> **Task goal**
When a line in the material beneath includes the word "black", add it to the count, and report the count alone.

> **Extracted data**
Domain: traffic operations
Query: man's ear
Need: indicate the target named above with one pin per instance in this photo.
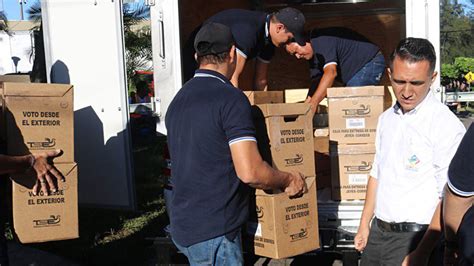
(433, 78)
(279, 27)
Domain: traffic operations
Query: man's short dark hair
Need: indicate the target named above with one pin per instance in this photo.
(213, 43)
(415, 50)
(214, 59)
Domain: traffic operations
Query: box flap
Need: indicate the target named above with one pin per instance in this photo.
(281, 109)
(367, 148)
(35, 89)
(345, 92)
(310, 181)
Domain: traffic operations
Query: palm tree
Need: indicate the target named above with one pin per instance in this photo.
(138, 51)
(4, 23)
(38, 73)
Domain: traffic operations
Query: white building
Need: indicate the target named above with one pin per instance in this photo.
(16, 50)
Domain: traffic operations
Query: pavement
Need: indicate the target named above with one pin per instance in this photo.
(25, 255)
(467, 120)
(29, 256)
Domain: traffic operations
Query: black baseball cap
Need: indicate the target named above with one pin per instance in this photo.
(294, 21)
(213, 38)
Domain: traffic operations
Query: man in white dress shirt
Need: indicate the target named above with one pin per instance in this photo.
(415, 142)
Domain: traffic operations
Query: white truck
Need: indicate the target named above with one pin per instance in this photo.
(84, 46)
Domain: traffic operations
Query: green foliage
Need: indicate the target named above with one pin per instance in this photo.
(460, 67)
(34, 12)
(464, 64)
(138, 51)
(456, 31)
(448, 71)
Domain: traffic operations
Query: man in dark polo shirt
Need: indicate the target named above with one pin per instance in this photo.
(256, 35)
(214, 156)
(339, 53)
(458, 210)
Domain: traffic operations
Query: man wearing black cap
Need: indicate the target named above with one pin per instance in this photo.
(458, 209)
(339, 53)
(256, 35)
(214, 156)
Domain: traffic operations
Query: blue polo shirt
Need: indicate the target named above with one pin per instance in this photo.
(205, 117)
(250, 31)
(349, 50)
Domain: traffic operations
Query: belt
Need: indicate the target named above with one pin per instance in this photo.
(400, 227)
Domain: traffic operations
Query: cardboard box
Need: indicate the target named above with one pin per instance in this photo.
(284, 227)
(45, 218)
(322, 162)
(39, 117)
(350, 170)
(300, 95)
(353, 113)
(285, 136)
(263, 97)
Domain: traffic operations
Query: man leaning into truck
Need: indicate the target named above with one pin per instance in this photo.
(342, 54)
(415, 141)
(256, 35)
(214, 155)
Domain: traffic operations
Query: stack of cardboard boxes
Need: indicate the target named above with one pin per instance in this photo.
(281, 227)
(353, 117)
(38, 118)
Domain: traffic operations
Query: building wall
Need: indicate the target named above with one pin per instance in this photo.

> **Solution below**
2